## Work required
Look through the listing for the string "wooden" and copy out every line that holds it.

++++ Supplied entries ++++

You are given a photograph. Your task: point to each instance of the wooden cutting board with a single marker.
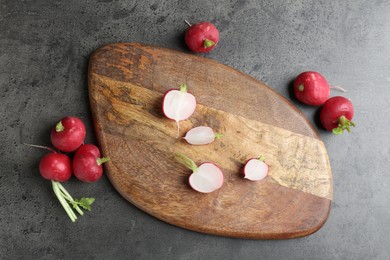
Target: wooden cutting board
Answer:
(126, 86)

++++
++++ Supplied entries ++++

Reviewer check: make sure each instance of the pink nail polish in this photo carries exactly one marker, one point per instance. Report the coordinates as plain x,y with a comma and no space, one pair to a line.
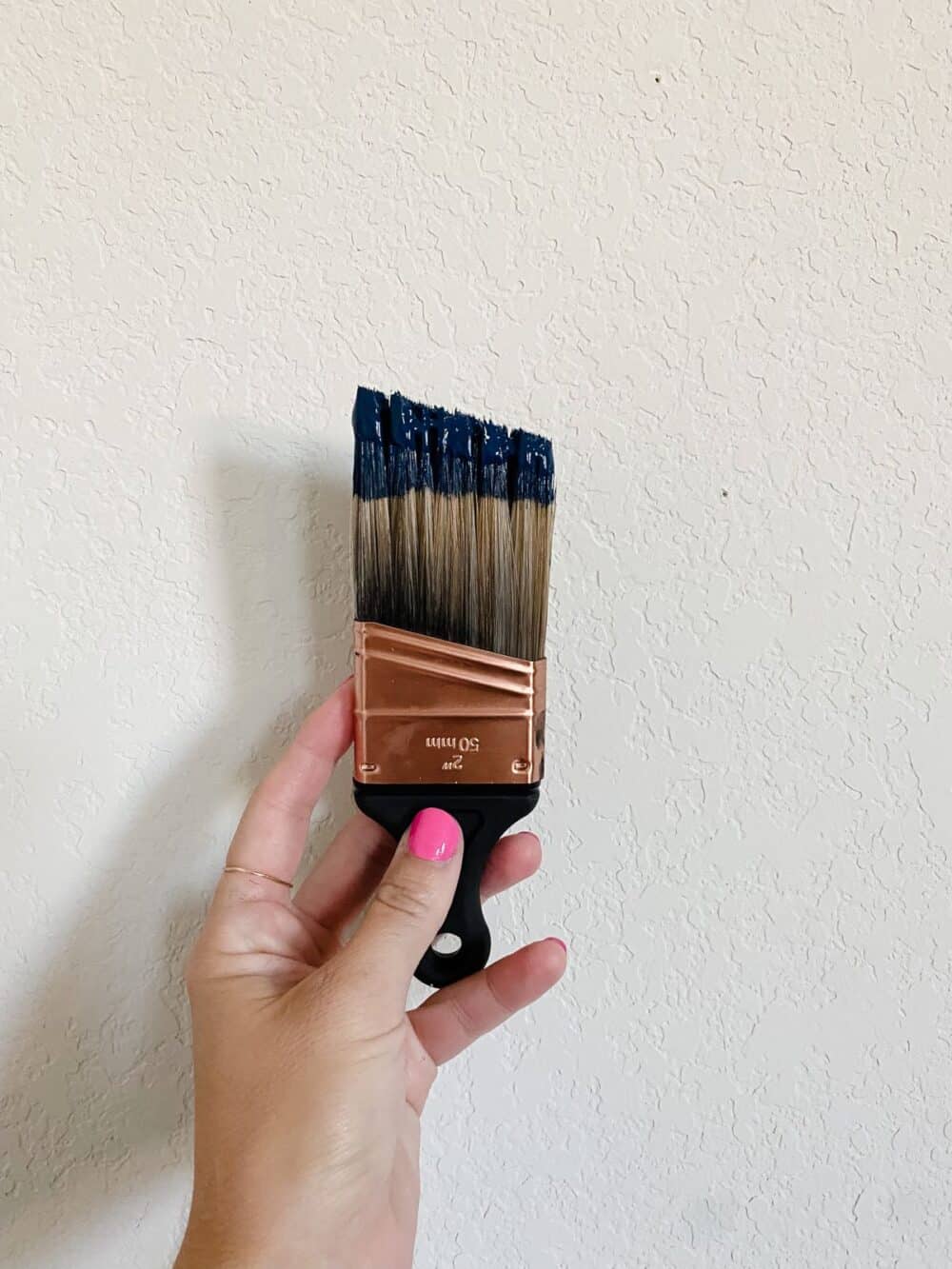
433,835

++++

## Task response
You are given a photograph. Your task: point to each instance of the wooden cutting board with a single marker.
Target: wooden cutting board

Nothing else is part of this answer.